Please copy each line of the listing below in which the word "single" appears.
_ _ _ _ _
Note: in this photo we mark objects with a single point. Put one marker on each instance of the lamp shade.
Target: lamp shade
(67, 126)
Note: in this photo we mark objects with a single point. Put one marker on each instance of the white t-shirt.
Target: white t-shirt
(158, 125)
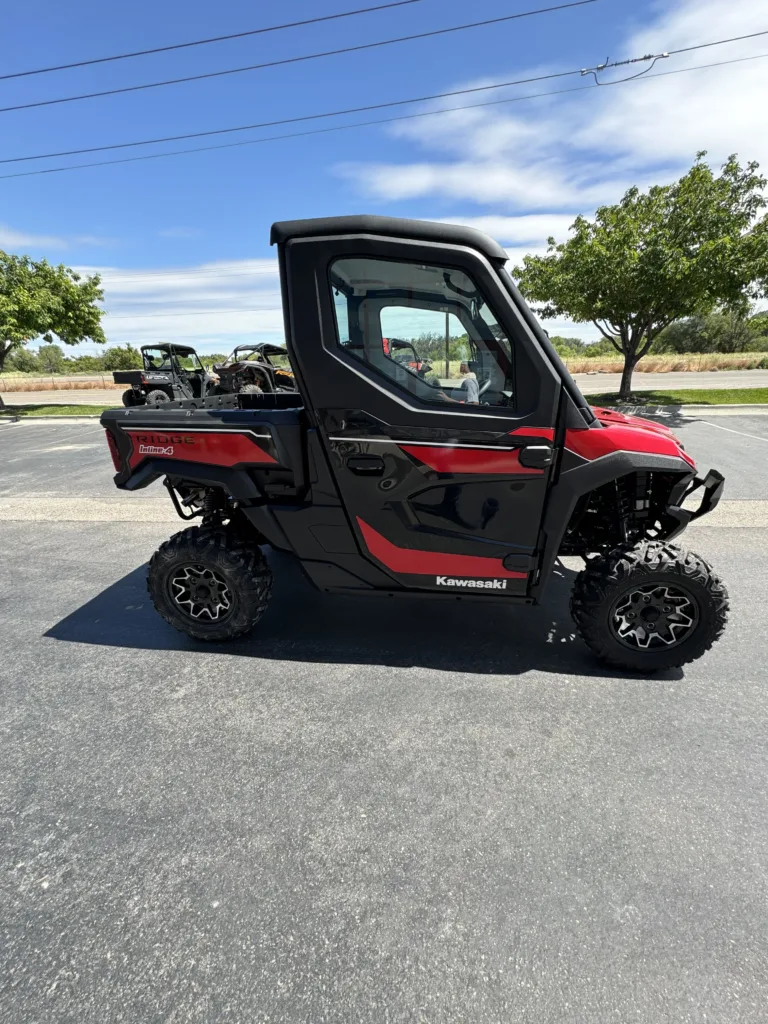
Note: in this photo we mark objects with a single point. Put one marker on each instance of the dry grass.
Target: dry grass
(669, 364)
(8, 384)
_ _ _ _ _
▸ **RESPONSE AREA**:
Note: in this photo we mark objects with a single point. Put one marker on each instance of the lamp shade.
Note: in this photo we mark objects with a single point. Put one marker on each instance of the white t-shirt.
Note: in this photo we mark objects with a single point. Put one marker on each instance of the dry grass.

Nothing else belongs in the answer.